■ **Excerpted passage**:

⁂

Our Home Page Picture is of the Church of St. Giles.

The commentary: Built after the fire that ravaged Nuremberg in 1696, the is the only surviving Baroque church in the city. The interior contains remains of the previous church on the site - some small chapels from the previous Romanesque and Gothic building.

Dagny

Subject: [trollope-l] Home Page: Church of St. Giles in Nuremberg
Reply-To: trollope-l@yahoogroups.com

Thank you Dagny.

How beautiful these pictures are. So filled with sunlight and therefore hope. I've made a separate Linda folder as I made a separate Nina folder for all the pictures we've gathered.

Somehow as I read Linda I feel it's all twilight into night-time, all nightmare and dreams, obsession creating patterns of repetition.

In my book I argued that Trollope had gothic phases and I identified these as part of his Anglo-Irish novels. Now I would add to these Nina and Linda.

Ellen

Re: Linda Tressel, Chs 8-11: Climax (1): A Contemporary Reviewer on the Attack on Bigoted Religion

In this week's chapters we have what's traditionally called the climax of the story. The naive or innocent Linda, not understanding that most people whom she would go to for advice, will produce advice that mirrors their values and needs, and particularly when the person is of a different age and sex, will see her not as subject but another object, has gone to Herr Molk. When he hears the name of Ludovic Valcarm, who is to him all that endangers him and his order, and whom he and other authorities are jailing, he reacts with intense emotionalism. Like most of the other characters in the story, he has also been trained never to see in Linda a sexual being: the aunt does see this, and her response is to say that if Linda has sexual desires, she is a slut, castaway, harlot, disgusting, worthless, despicable. In fact, this is a strong ' representation of the underlying point of view of the Victorian period which families could use to drive a daughter to marry to aggrandize the family. The girl is not supposed to have sexual feelings.

When Linda comes home, her aunt tries to insist that Linda had agreed to do whatever the Herr said -- when what she had said was she would heed his advice if she could. This ploy reminds me of situations in The Vicar of Bullhampton and The American Senator where a heroine (Mary Lowther, Mary Masters) when driven, ostracized, pressured, and also insulted, to stave off this intense harassment says to a suitor, I will give you a decision X weeks from now (instead of repeating 'no'), is immediately taken to have given in, and when the time draws near, it is demanded she marry the man she has no sexual or love feelings for. But the difference is important: Linda's aunt goes mad. She sits by her bed and goes into neurotic frantic fits, accusing her once again of vicious propensities, in effect refusing to move away from the weakened (in body as well as mind) girl until she has bullied her into agreeing. The whole scene feels like a nightmare from some insane asylum, except that people do behave this way. Exhausted, without enough food, and thinking herself the vile thing her aunt has defined her, Linda accedes.

Linda does this in a revealing way which shows Trollope's understanding of a girl's psychology. She does it by presenting herself as vile. She implies that she and Ludovic had some form of sex in her bedroom: not fucking, but say kissing, hugging, perhaps petting. The aunt is horrified and Linda hopes that the aunt seeing she is really a slut will not want her to marry Peter Steinmarc; that he will be told and feel her pollution and degradation and leave off. But the aunt grows more desperate; later the aunt begins to suspect that Linda had exaggerated.

This is how people "fall." If all the world despises them and says they are worthless, they will see themselves that way and act the part. It's a release. It need not be in the area sex; one sees this behavior in teenagers in a number of areas.

⁂

■ **Supplied data**:
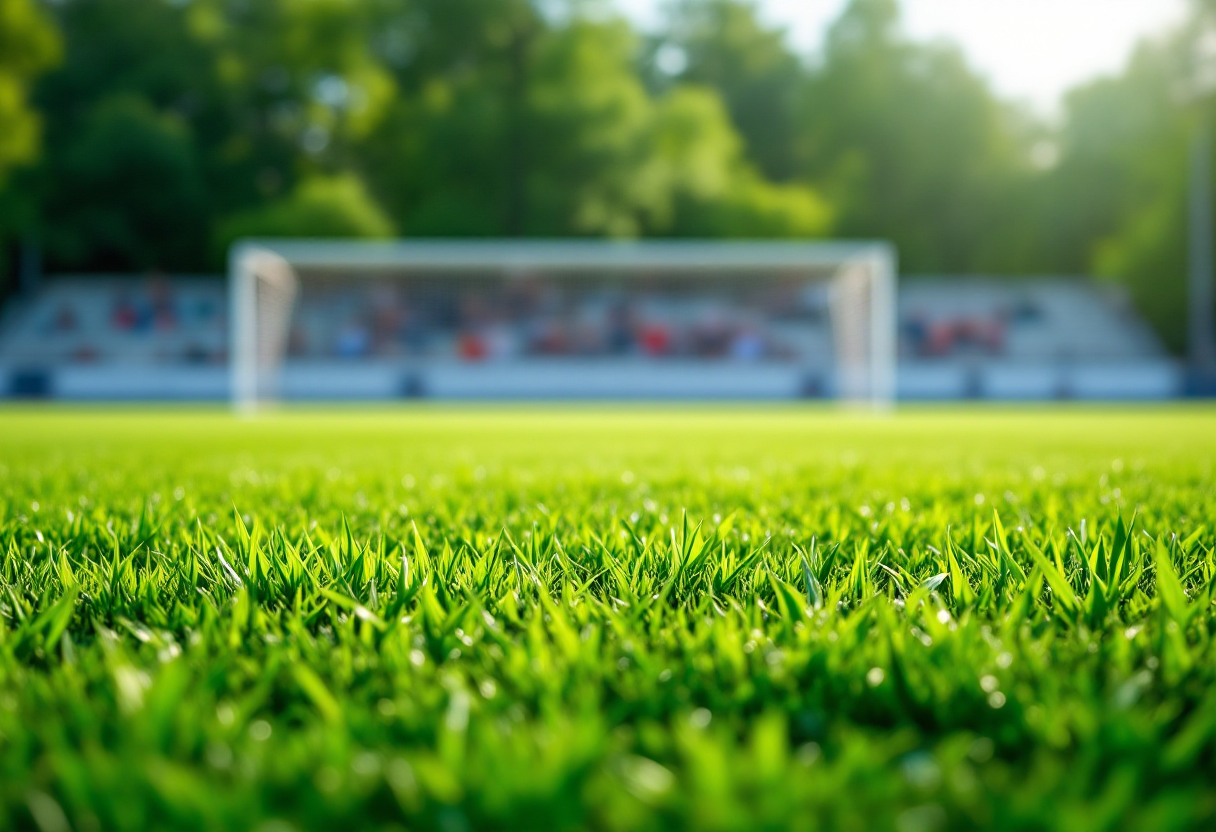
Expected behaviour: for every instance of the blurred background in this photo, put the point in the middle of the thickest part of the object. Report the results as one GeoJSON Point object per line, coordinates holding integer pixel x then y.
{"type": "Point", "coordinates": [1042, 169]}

⁂

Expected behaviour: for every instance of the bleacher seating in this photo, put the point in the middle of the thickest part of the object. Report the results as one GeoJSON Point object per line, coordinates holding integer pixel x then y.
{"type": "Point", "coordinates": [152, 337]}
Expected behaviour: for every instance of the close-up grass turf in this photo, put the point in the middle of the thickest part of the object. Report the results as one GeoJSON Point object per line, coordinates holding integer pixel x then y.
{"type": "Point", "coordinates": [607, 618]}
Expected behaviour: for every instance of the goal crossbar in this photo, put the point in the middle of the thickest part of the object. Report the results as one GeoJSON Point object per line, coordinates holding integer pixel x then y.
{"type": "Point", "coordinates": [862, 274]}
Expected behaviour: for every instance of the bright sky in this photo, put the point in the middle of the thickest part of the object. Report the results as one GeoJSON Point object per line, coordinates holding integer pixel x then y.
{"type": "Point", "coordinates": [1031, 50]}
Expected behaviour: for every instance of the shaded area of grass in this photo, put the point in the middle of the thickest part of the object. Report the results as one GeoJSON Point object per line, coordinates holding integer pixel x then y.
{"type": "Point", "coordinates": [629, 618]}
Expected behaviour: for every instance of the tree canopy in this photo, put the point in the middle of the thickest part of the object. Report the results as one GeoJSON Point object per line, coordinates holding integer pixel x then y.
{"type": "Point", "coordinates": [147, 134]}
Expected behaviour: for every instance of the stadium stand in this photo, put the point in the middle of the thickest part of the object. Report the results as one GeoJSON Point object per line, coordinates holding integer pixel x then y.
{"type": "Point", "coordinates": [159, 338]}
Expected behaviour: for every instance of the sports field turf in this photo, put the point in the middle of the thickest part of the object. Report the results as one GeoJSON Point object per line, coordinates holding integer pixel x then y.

⁂

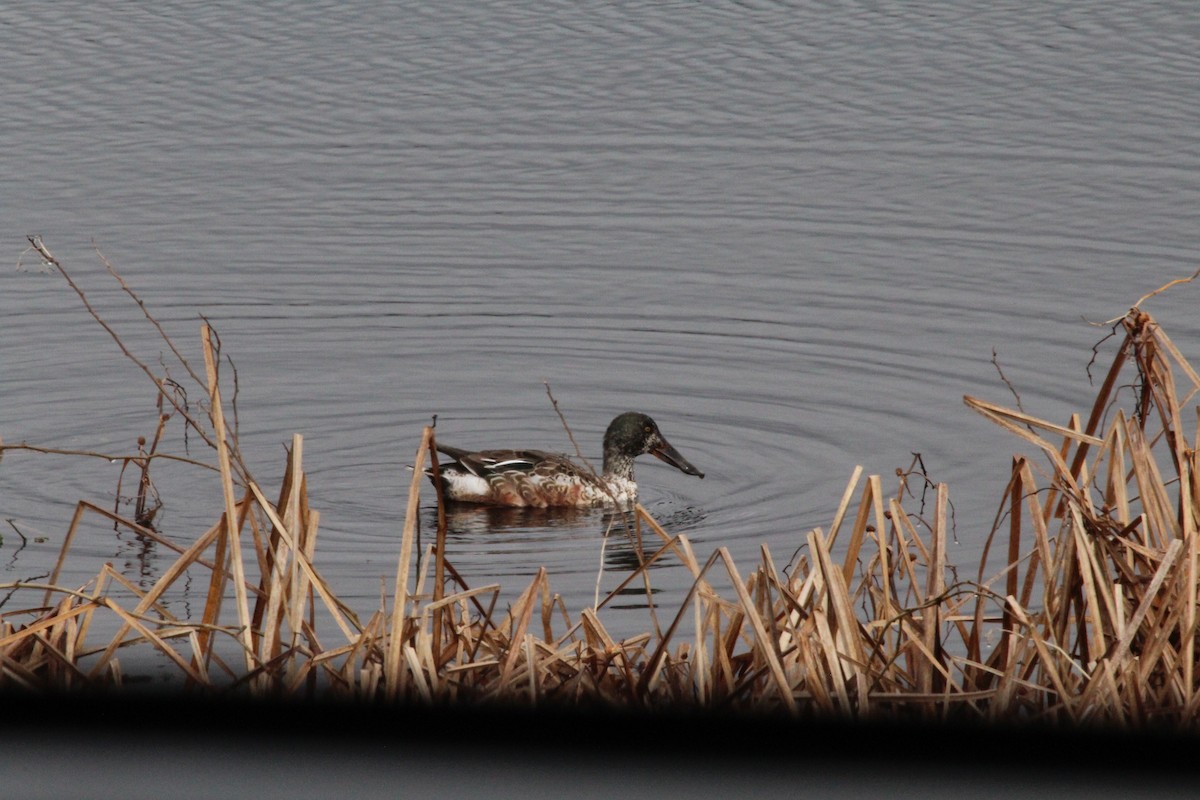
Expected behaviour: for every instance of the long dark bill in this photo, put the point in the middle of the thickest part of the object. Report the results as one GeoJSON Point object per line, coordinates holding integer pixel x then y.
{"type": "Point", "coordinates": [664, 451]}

⁂

■ **Tasks and exercises**:
a) Could you reproduce the Trollope discussion word for word, starting at the words "Our Home Page" and ending after "and Gothic building."?
b) In the Trollope discussion, which words does the aunt use for Linda if Linda has sexual desires?
The material plays no part here.

■ **Task answers**:
a)
Our Home Page Picture is of the Church of St. Giles.

The commentary: Built after the fire that ravaged Nuremberg in 1696, the is the only surviving Baroque church in the city. The interior contains remains of the previous church on the site - some small chapels from the previous Romanesque and Gothic building.

b) slut, castaway, harlot, disgusting, worthless, despicable